═══ DATASET ENTRIES ═══
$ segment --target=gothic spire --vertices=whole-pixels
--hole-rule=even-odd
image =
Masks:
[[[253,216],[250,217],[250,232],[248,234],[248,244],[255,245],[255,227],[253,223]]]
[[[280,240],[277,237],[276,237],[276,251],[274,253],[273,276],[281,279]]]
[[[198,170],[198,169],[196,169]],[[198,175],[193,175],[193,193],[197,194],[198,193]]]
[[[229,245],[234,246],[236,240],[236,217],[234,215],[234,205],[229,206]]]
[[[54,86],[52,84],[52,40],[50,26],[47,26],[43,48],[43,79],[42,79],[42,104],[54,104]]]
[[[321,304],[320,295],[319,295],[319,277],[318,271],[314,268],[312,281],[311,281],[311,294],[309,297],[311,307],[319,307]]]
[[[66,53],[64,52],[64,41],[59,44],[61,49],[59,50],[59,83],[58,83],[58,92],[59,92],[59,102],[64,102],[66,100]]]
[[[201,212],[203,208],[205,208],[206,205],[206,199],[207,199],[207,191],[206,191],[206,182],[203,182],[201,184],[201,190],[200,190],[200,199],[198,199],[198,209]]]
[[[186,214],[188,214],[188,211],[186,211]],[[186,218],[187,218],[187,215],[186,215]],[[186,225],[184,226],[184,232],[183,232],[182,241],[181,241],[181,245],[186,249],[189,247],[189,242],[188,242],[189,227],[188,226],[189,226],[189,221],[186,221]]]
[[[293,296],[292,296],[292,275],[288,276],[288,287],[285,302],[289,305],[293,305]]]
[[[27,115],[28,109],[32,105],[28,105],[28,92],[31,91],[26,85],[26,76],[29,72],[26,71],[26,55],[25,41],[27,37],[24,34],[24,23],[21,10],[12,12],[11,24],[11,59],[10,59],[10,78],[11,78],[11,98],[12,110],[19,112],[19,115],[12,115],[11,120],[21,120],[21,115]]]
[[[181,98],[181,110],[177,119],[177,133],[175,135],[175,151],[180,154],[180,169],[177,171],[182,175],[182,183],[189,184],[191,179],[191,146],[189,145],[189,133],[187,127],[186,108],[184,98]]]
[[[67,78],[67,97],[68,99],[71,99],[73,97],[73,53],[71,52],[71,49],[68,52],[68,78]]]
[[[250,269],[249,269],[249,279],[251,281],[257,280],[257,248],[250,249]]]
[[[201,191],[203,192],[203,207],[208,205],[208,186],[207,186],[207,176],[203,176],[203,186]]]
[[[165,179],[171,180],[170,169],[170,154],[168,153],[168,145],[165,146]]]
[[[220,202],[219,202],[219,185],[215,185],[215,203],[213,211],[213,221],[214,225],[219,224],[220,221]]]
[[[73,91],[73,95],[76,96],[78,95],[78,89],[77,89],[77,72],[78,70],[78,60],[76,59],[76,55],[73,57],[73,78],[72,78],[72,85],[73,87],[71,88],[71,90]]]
═══
TASK DESCRIPTION: Reproduce the data above in full. Leave nothing out.

RESPONSE TO THE TASK:
$ segment --target=gothic spire --vertices=whole-pixels
--hole-rule=even-odd
image =
Masks:
[[[253,216],[250,217],[250,232],[248,234],[248,244],[255,245],[255,227],[253,223]]]
[[[280,240],[277,237],[276,237],[276,251],[274,253],[273,276],[281,279]]]
[[[198,170],[198,169],[196,169]],[[198,175],[193,175],[193,193],[197,194],[198,193]]]
[[[229,245],[234,246],[236,240],[236,217],[234,215],[234,205],[229,206]]]
[[[54,86],[52,84],[52,40],[50,26],[47,26],[43,48],[43,79],[42,79],[42,104],[54,104]]]
[[[321,304],[320,295],[319,295],[319,277],[318,271],[314,268],[312,281],[311,281],[311,294],[309,297],[311,307],[319,307]]]
[[[66,53],[64,52],[64,41],[59,44],[61,49],[59,50],[59,83],[58,83],[58,92],[59,92],[59,102],[64,102],[66,100]]]
[[[201,212],[203,208],[205,208],[206,205],[206,199],[207,199],[207,191],[206,191],[206,182],[203,182],[201,184],[201,190],[200,190],[200,199],[198,199],[198,209]]]
[[[186,214],[188,214],[188,211],[186,211]],[[186,218],[187,218],[187,215],[186,215]],[[186,225],[184,226],[184,232],[183,232],[182,241],[181,241],[181,245],[186,249],[189,247],[189,242],[188,242],[189,227],[188,226],[189,226],[189,221],[186,221]]]
[[[293,296],[292,296],[292,275],[288,276],[288,287],[285,302],[289,305],[293,305]]]
[[[27,115],[28,109],[32,105],[28,105],[28,92],[31,91],[26,85],[26,76],[29,72],[26,71],[26,55],[25,41],[27,37],[24,34],[24,23],[21,10],[12,12],[11,24],[11,59],[10,59],[10,78],[11,78],[11,98],[12,110],[19,112],[19,115],[12,115],[11,120],[21,120],[21,115]]]
[[[181,98],[181,110],[177,119],[177,133],[175,135],[175,151],[180,154],[180,169],[177,171],[182,175],[182,183],[189,184],[191,179],[191,146],[189,145],[189,133],[187,127],[186,108],[184,98]]]
[[[67,78],[67,97],[68,99],[71,99],[73,97],[73,53],[71,52],[71,49],[68,52],[68,78]]]
[[[250,269],[249,269],[249,279],[251,281],[257,280],[257,248],[250,249]]]
[[[201,191],[203,192],[203,207],[208,205],[208,186],[207,186],[207,176],[203,176],[203,186]]]
[[[165,179],[171,180],[170,169],[170,154],[168,153],[168,145],[165,146]]]
[[[220,202],[219,202],[219,185],[215,185],[215,203],[213,211],[213,221],[214,225],[219,224],[220,221]]]
[[[73,91],[73,95],[76,96],[78,95],[78,89],[77,89],[77,72],[78,70],[78,60],[76,59],[76,55],[73,57],[73,78],[72,78],[72,85],[73,87],[71,88],[71,90]]]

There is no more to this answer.